[start of Records shown]

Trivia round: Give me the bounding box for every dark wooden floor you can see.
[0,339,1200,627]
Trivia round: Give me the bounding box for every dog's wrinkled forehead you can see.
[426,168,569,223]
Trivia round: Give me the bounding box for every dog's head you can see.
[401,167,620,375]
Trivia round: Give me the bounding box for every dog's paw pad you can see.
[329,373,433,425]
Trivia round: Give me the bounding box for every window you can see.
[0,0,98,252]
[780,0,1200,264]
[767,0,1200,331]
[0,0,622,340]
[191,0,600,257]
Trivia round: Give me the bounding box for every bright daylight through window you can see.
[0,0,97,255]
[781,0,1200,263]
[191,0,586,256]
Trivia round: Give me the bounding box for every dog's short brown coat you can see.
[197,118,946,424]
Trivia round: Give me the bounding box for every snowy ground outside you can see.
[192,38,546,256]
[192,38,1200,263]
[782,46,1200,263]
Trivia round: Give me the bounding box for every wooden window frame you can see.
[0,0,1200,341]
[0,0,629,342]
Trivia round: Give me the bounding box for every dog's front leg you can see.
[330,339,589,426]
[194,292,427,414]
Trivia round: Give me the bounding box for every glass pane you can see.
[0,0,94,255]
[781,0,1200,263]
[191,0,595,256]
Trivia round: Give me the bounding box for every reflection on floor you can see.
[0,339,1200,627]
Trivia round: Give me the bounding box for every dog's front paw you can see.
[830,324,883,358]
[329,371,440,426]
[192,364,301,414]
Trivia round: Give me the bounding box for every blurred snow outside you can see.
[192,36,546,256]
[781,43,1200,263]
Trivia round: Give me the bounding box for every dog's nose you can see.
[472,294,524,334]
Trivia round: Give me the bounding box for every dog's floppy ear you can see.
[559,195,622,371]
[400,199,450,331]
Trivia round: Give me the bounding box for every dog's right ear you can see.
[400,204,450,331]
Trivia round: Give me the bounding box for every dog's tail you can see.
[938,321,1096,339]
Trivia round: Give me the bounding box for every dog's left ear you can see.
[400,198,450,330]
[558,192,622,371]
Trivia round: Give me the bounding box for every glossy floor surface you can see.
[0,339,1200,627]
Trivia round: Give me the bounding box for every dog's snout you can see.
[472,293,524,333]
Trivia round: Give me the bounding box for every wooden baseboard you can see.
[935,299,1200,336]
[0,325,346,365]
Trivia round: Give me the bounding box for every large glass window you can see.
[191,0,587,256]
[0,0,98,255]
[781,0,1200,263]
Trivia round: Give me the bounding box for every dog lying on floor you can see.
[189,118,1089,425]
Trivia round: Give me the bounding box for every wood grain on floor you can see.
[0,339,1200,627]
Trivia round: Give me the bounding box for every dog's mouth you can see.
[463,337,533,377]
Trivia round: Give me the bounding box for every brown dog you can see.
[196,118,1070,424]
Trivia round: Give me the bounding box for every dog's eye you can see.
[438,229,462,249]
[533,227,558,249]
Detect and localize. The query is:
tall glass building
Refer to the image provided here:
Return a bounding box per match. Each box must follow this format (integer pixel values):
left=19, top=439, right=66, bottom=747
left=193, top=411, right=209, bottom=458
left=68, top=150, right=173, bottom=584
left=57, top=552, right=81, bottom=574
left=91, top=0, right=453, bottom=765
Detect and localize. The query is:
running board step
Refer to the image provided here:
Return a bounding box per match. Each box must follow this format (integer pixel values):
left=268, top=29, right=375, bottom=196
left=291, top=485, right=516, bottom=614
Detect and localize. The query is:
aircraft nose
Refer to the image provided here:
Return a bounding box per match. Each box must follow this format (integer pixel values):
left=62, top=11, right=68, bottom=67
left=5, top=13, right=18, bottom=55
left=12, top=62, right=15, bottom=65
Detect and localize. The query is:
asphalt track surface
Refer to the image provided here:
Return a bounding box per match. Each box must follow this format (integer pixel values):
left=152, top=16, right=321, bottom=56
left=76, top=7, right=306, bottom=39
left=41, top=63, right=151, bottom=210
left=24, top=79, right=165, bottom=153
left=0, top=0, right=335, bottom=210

[end of Records shown]

Given task:
Reproduce all of the data above with "Trivia round" renamed to "Quiz item" wherever it occurs, changing nothing else.

Exercise answer:
Quiz item: Give me the bounding box for every dark wooden floor you can see.
[0,339,1200,627]
Quiz item: Give me the bounding box for every dog's wrinkled forehead you can see.
[426,168,569,223]
Quiz item: Give me the bounding box for every dog's head you can see.
[401,167,620,375]
Quiz item: Give me the bounding box for every dog's paw pad you can see.
[329,373,433,425]
Quiz item: Give me the bounding box for every window you can see.
[0,0,98,252]
[780,0,1200,264]
[767,0,1200,331]
[0,0,622,340]
[191,0,600,257]
Quiz item: Give me the bounding box for every bright daylight through window you can see.
[0,0,97,255]
[781,0,1200,263]
[191,0,586,256]
Quiz item: Give me the bounding box for every dog's short brown coat you can see.
[197,118,946,424]
Quiz item: Give me the bounding box for every snowy ground outside you can see.
[192,38,546,256]
[192,38,1200,263]
[782,46,1200,263]
Quiz item: Give me the bounding box for every wooden window frame you can see.
[0,0,1200,341]
[0,0,629,342]
Quiz item: Give me the bounding box for every dog's front leg you can see.
[330,339,589,426]
[194,292,427,414]
Quiz item: Give me the bounding box for every glass pane you can see.
[0,0,94,255]
[781,0,1200,263]
[191,0,595,256]
Quiz item: Give me the bounding box for every reflection on floor you can see.
[0,339,1200,627]
Quiz item: Give me the bounding box for every dog's front paw you can see.
[830,324,883,358]
[329,371,440,426]
[192,364,301,414]
Quiz item: Give me the bounding box for every blurred snow outside you can see.
[192,36,546,256]
[781,43,1200,263]
Quiz item: Give me the bounding box for every dog's nose you can see.
[472,294,524,334]
Quiz item: Give me the bounding box for every dog's floppy ear you can see.
[559,195,622,371]
[400,199,450,331]
Quiz item: Give me the bounding box for every dog's right ear you can see.
[400,204,450,331]
Quiz item: Give me the bounding box for every dog's tail you can see.
[938,321,1096,339]
Quiz item: Give me the bounding box for every dog's left ear you can see.
[400,198,450,330]
[558,192,622,371]
Quiz item: Give me the bounding box for every glossy floor surface you can see.
[0,339,1200,627]
Quiz item: Give me the bounding box for every dog's snout you can see.
[472,293,524,333]
Quiz item: Give me the bounding box for every wooden baseboard you can see.
[935,299,1200,336]
[0,325,346,365]
Quiz item: Give me the bounding box for every large glass window you can see.
[191,0,587,256]
[0,0,98,255]
[781,0,1200,263]
Quiz item: Give me the bounding box for every dog lying on floor you can see.
[189,118,1089,425]
Quiz item: Give me the bounding box for every wood grain on floor you can see.
[0,339,1200,627]
Quiz item: Give me the bounding box for every dog's mouth you can see.
[463,337,533,377]
Quiz item: Give me the bounding box for every brown dog you can see.
[196,118,1070,424]
Quiz item: Give me the bounding box for every dog's eye you can see.
[438,229,462,249]
[533,227,558,249]
Detect and localize. The query is:
tall glass building
Refer to the image provided here:
Return a bounding box per match. Each box must follow this format (integer pixel values):
left=19, top=439, right=66, bottom=747
left=193, top=411, right=209, bottom=458
left=68, top=150, right=173, bottom=584
left=57, top=552, right=81, bottom=574
left=91, top=0, right=453, bottom=765
Detect and localize. The query is:
running board step
Refer to the image provided here:
Return a bounding box per match. Each box must follow this format (integer pixel values):
left=268, top=29, right=375, bottom=196
left=291, top=485, right=516, bottom=614
Detect and localize. The query is:
aircraft nose
Refer to the image provided here:
Return a bounding box per match. Each box must follow this format (integer pixel values):
left=62, top=11, right=68, bottom=67
left=5, top=13, right=18, bottom=55
left=12, top=62, right=15, bottom=65
Detect and localize. The query is:
asphalt track surface
Refer to the image provided here:
Return a bounding box per match. Each box must follow this format (integer pixel values):
left=152, top=16, right=321, bottom=56
left=76, top=7, right=306, bottom=39
left=41, top=63, right=151, bottom=210
left=24, top=79, right=165, bottom=153
left=0, top=0, right=335, bottom=210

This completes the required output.